Quando fui convidado a escrever algumas linhas sobre os caminhos da música instrumental, pensei inicialmente em fazer referência aos elementos contemporâneos e às informações que incidem sobre a realização da linguagem musical, e que raramente são assinalados, pela quase inexistente literatura especializada e, principalmente, pela velocidade impressionante em que acontecem. Partindo disso, lembrei-me de um concerto altamente instigante a que tive oportunidade de assistir recentemente em São Paulo e que traduz um pouco a idéia da contemporaneidade, remisturando elementos tecnológicos de ponta com uma referência musical histórica inventivamente revisitada. Ainda que não tenha sido protagonizado por um brasileiro, não vejo diferença, pois a única fronteira é aquela que separa a boa música da música ruim.

****

ATIVIDADES PROPOSTAS:
1. Reescreva todo o trecho do texto sobre música instrumental que vai de "Quando fui convidado" até "da música ruim.", trocando "concerto" por "espetáculo".
2. Dê continuidade ao texto sobre os caminhos da música instrumental a partir do ponto em que ele termina.
O material apresentado adiante é independente do texto.

MATERIAL FORNECIDO:

****

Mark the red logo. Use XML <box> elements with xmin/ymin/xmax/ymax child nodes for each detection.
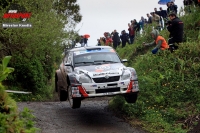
<box><xmin>3</xmin><ymin>10</ymin><xmax>31</xmax><ymax>19</ymax></box>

****

RESPOSTAS POR ATIVIDADE:
1.
Quando fui convidado a escrever algumas linhas sobre os caminhos da música instrumental, pensei inicialmente em fazer referência aos elementos contemporâneos e às informações que incidem sobre a realização da linguagem musical, e que raramente são assinalados, pela quase inexistente literatura especializada e, principalmente, pela velocidade impressionante em que acontecem. Partindo disso, lembrei-me de um espetáculo altamente instigante a que tive oportunidade de assistir recentemente em São Paulo e que traduz um pouco a idéia da contemporaneidade, remisturando elementos tecnológicos de ponta com uma referência musical histórica inventivamente revisitada. Ainda que não tenha sido protagonizado por um brasileiro, não vejo diferença, pois a única fronteira é aquela que separa a boa música da música ruim.

2.
O concerto a que me refiro é o do inglês Matthew Herbert, que me causou algumas surpresas criativas, colocando interrogações positivas acerca desse universo inesgotável e me fazendo transitar pelas delimitações do quase. Inicialmente, deparei com a dificuldade de encontrar um termo correto para definir tal apresentação, que pairava entre concerto, show ou mesmo performance. Ele, o músico, ou, quem sabe, DJ-produtor, tinha sob sua batuta (maestro?) uma orquestra de 15 músicos numa formação tipicamente universal, dividida nos tradicionais naipes de trombones, saxofones e trompetes, ritmados por uma competente cozinha de piano, baixo e bateria. Pensando melhor, uma definição mais aproximada seria “conserto”, assim mesmo com “s”, pois o tal maestro-DJ-músico-produtor o tempo todo acionava comandos em equipamentos e máquinas (computador, filtros, samplers e processadores de efeito), numa ação mais comum a um técnico em eletrônica do que a um músico, ou seja, ele “consertava”. Para se ter idéia, o tal con(c)serto-show-performance começou com o solo Xícara-batendo-no-pires. Som? Bem, o mestre Hermeto diz: “Tudo é som”.

 

Imediatamente sampleado e reprocessado, esse som concreto dividiu com a orquestra arranjos primorosos, solos e frases. Só para citar mais um momento, lá pelas tantas, o maestro-DJ – ou seria DJ-maestro? – convocou, sem nenhuma preleção, a platéia para participar do solo “musical” Flashes-de-celulares + máquinas fotográficas, que transformou o teatro numa verdadeira sala estroboscópica e alucinante. Infelizmente, perdi a chance de participar da canja, pois não tinha levado meu instrumento-celular/câmera-fotográfica.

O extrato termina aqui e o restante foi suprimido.